### PROVIDED ENTRIES

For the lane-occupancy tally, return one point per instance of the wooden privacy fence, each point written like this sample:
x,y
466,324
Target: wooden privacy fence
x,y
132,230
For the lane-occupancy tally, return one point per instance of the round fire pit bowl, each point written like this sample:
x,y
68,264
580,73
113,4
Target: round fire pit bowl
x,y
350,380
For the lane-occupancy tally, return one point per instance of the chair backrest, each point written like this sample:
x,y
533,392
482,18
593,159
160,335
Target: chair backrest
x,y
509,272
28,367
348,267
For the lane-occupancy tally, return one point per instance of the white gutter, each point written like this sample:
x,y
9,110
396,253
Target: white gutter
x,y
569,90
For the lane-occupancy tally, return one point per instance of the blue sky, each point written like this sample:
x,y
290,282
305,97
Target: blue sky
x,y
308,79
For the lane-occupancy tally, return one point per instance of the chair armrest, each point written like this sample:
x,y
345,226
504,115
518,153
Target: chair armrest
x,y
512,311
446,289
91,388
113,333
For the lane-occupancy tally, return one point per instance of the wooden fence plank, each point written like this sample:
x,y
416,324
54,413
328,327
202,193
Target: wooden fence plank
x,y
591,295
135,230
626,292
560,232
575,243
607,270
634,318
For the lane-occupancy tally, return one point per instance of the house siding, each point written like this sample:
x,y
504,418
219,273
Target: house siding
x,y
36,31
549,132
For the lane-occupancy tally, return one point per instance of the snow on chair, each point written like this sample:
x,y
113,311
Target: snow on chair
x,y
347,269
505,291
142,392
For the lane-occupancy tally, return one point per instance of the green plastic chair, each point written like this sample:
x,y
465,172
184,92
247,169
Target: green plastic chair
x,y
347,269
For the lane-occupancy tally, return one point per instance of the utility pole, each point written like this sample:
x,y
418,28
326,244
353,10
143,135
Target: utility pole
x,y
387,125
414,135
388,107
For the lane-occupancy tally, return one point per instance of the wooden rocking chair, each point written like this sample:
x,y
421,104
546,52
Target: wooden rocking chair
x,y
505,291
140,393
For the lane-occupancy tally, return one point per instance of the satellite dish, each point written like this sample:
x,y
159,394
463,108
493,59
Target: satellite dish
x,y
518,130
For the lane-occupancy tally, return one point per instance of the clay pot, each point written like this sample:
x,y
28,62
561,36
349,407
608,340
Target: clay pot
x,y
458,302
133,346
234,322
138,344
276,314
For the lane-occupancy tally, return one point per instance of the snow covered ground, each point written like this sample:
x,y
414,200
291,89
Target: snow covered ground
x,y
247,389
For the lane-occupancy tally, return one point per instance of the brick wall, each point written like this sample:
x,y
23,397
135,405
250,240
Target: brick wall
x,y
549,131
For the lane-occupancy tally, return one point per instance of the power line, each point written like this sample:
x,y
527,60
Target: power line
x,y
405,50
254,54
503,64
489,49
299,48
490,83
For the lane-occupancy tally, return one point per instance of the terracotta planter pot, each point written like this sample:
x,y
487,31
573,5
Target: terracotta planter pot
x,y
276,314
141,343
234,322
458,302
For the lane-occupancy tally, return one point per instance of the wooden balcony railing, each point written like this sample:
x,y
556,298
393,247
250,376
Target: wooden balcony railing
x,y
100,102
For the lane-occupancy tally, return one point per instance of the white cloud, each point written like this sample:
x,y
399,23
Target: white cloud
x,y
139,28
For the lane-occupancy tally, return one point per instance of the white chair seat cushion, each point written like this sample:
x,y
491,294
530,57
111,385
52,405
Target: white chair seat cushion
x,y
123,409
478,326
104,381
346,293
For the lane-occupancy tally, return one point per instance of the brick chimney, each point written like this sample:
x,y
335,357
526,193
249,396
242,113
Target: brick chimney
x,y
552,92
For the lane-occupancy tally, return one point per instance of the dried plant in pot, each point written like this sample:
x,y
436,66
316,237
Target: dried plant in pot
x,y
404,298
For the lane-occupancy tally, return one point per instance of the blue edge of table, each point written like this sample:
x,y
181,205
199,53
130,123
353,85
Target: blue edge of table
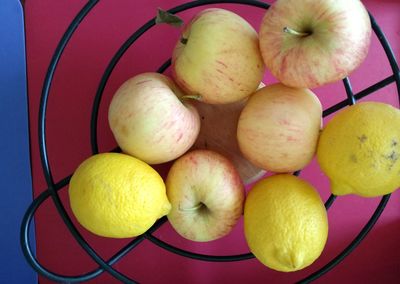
x,y
16,180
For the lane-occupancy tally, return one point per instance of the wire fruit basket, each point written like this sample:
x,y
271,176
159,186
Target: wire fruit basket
x,y
53,188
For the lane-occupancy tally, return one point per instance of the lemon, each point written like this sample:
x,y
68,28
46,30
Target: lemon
x,y
359,150
285,222
116,195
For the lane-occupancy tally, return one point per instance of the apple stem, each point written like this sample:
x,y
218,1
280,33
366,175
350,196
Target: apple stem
x,y
192,97
165,17
192,208
294,32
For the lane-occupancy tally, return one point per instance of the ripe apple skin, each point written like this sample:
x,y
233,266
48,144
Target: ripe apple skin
x,y
206,195
151,121
221,60
279,127
339,33
218,133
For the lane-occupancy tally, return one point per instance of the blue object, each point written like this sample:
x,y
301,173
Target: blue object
x,y
15,182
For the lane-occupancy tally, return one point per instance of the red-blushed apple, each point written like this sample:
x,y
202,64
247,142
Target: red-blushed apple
x,y
151,120
279,127
311,43
218,133
206,194
218,57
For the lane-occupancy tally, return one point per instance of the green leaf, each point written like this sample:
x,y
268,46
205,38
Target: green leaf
x,y
165,17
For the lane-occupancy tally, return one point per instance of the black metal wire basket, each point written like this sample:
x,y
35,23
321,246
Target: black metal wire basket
x,y
53,188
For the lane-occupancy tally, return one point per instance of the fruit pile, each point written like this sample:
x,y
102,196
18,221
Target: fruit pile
x,y
222,129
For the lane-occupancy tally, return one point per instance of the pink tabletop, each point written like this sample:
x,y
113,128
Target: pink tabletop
x,y
376,260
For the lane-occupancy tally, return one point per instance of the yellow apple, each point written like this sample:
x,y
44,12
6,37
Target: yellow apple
x,y
218,57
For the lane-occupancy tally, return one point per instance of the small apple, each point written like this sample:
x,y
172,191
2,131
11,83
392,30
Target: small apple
x,y
279,127
218,133
151,120
311,43
206,195
218,57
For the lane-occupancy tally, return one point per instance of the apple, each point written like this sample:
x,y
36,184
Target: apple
x,y
218,133
311,43
206,195
279,127
218,59
151,120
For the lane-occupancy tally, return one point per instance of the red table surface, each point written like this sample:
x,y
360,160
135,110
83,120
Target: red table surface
x,y
376,260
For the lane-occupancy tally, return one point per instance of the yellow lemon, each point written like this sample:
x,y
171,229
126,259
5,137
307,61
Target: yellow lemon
x,y
359,150
116,195
285,222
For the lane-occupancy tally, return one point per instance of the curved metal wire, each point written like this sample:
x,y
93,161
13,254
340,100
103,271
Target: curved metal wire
x,y
53,188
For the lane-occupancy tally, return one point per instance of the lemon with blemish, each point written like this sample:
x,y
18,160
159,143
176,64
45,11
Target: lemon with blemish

######

Quote every line of the records above exactly; no picture is to be copied.

• _SOLVED PROBLEM_:
For the lane-occupancy tally, return one point per instance of the wooden privacy fence, each point written like this sample:
x,y
466,324
Target: wooden privacy fence
x,y
132,230
For the lane-occupancy tally, return one point per instance of the round fire pit bowl, each point written like this sample:
x,y
68,264
580,73
113,4
Target: round fire pit bowl
x,y
350,380
For the lane-occupancy tally, return one point per instance of the chair backrest, each point written like this sample:
x,y
533,392
482,18
593,159
160,335
Target: chair backrest
x,y
509,272
28,367
348,267
For the lane-occupancy tally, return one point per instance of the white gutter, each point written like this sample:
x,y
9,110
396,253
Target: white gutter
x,y
569,90
For the lane-occupancy tally, return one point per instance of the blue sky, each point written like this sample:
x,y
290,282
305,97
Target: blue sky
x,y
308,79
For the lane-occupancy tally, return one point per instance of the chair armrest, each point written like this sample:
x,y
345,226
504,115
518,153
Target: chair armrest
x,y
512,311
446,289
91,388
113,333
For the lane-occupancy tally, return one point per instance of the wooden fence plank, each point written like this sample:
x,y
416,324
54,413
328,327
202,193
Target: wooden fence plank
x,y
591,295
135,230
626,292
560,232
575,243
607,270
634,318
For the lane-occupancy tally, return one point per instance of the house siding, each point written like this sample:
x,y
504,418
219,273
Target: house siding
x,y
36,31
549,132
For the lane-occupancy tally, return one point per instance of the snow on chair, each point written like this sample:
x,y
113,311
Target: snow on chair
x,y
347,269
505,291
142,392
For the lane-occupancy tally, return one point per instance of the green plastic chair, each point written like this sample:
x,y
465,172
184,92
247,169
Target: green plastic chair
x,y
347,269
For the lane-occupancy tally, return one point per instance of the utility pole, each point written like this sample:
x,y
418,28
326,244
353,10
143,135
Target: utility pole
x,y
387,125
414,135
388,107
For the lane-occupancy tally, return one point per instance of the wooden rocking chair, each point written like this sample:
x,y
421,104
546,52
Target: wooden rocking chair
x,y
505,291
140,393
For the lane-occupancy tally, return one point per instance of the satellite dish, each point written like this sample:
x,y
159,394
463,108
493,59
Target: satellite dish
x,y
518,130
For the lane-occupancy tally, return one point per instance of the clay pot, each point written like this sample:
x,y
28,62
561,36
349,407
608,340
Target: clay pot
x,y
458,302
133,346
234,322
138,344
276,314
For the lane-occupancy tally, return one point per instance of the snow covered ground, each point written like this sample:
x,y
414,200
291,89
Target: snow covered ground
x,y
247,389
For the lane-occupancy tally, return one point per instance of the brick wall, each point written like this sample:
x,y
23,397
135,405
250,240
Target: brick wall
x,y
549,131
For the lane-occupancy tally, return one point per instance of the power line, each point written like this sample:
x,y
527,60
Target: power line
x,y
405,50
254,54
503,64
489,49
299,48
490,83
For the lane-occupancy tally, return one point per instance of the terracotta planter pot, each point written like this sample:
x,y
487,31
573,5
Target: terracotta planter pot
x,y
276,314
141,343
234,322
458,302
For the lane-occupancy tally, return one point per instance of the wooden balcony railing, each point written like this sample:
x,y
556,298
393,247
250,376
Target: wooden balcony railing
x,y
100,102
For the lane-occupancy tally, return one point per instance of the white cloud, each point written like this sample:
x,y
399,23
Target: white cloud
x,y
139,28
For the lane-occupancy tally, return one point per instance of the white chair seat cushion, each point written like this sample:
x,y
491,294
530,57
111,385
52,405
Target: white chair seat cushion
x,y
123,409
478,326
104,381
346,293
For the lane-occupancy tally, return one point per instance of the brick chimney, each point written like this sample:
x,y
335,357
526,193
249,396
242,113
Target: brick chimney
x,y
552,92
For the lane-occupancy tally, return one point per instance of the dried plant in pot, each point written like this sample:
x,y
436,66
316,237
Target: dried plant in pot
x,y
404,298
For the lane-occupancy tally, return one point per instance of the blue edge of table, each point written like this sample:
x,y
181,205
199,53
130,123
353,85
Target: blue edge of table
x,y
16,180
For the lane-occupancy tally, return one point per instance of the wire fruit basket, each point written like this sample:
x,y
271,176
159,186
Target: wire fruit basket
x,y
53,188
For the lane-occupancy tally, return one point per instance of the lemon, each point written like this sample:
x,y
68,28
46,30
Target: lemon
x,y
359,150
285,222
116,195
For the lane-occupancy tally, return one point per instance of the apple stem, each point written like this sample:
x,y
218,1
280,33
366,175
350,196
Target: apple stem
x,y
192,97
165,17
192,208
294,32
For the lane-occupancy tally, return one point per instance of the ripe apple skin, each point written like this sample:
x,y
233,266
48,144
Target: ripe apple skin
x,y
206,195
151,121
221,60
279,127
339,33
218,133
For the lane-occupancy tally, return one point per instance of the blue object, each point written like this sample:
x,y
301,173
Target: blue object
x,y
15,182
For the lane-occupancy tally, return one point per instance of the red-blushed apple, each point written like this sample:
x,y
202,64
247,142
Target: red-blushed apple
x,y
151,120
279,127
311,43
218,133
206,194
218,57
For the lane-occupancy tally, return one point per instance of the green leaf, each point written like this sample:
x,y
268,46
205,38
Target: green leaf
x,y
165,17
For the lane-occupancy tally, return one point per instance of the black metal wire basket, each point written like this sample:
x,y
35,23
321,246
Target: black metal wire basket
x,y
53,188
For the lane-occupancy tally, return one point per instance of the fruit pile, each point written like this sample:
x,y
102,196
18,221
Target: fruit pile
x,y
222,129
For the lane-occupancy tally, return one point per instance of the pink tabletop, each point written like this sample:
x,y
113,128
Target: pink tabletop
x,y
376,260
For the lane-occupancy tally, return one point per instance of the yellow apple, each point written like this sample:
x,y
44,12
6,37
Target: yellow apple
x,y
218,57
For the lane-occupancy tally, return one point per instance of the small apple, each point written like this sample:
x,y
172,191
2,131
11,83
392,30
Target: small apple
x,y
279,127
218,133
151,120
311,43
206,195
218,57
For the lane-occupancy tally, return one point per instance of the apple, each point written like this sample:
x,y
36,184
Target: apple
x,y
218,133
311,43
206,195
279,127
218,59
151,120
For the lane-occupancy tally, return one point per instance of the red table surface, each point written like this sample:
x,y
360,160
135,110
83,120
Target: red table surface
x,y
376,260
For the lane-occupancy tally, return one point per instance of the yellow lemon, each point written like this sample:
x,y
171,229
126,259
5,137
307,61
Target: yellow lemon
x,y
359,150
116,195
285,222
For the lane-occupancy tally, return one point per instance of the curved metal wire, each point written like this sample:
x,y
93,161
13,254
340,100
103,271
Target: curved metal wire
x,y
53,188
For the lane-occupancy tally, return one point per instance of the lemon with blemish, each point written like this sample:
x,y
18,160
159,143
176,64
45,11
Target: lemon with blemish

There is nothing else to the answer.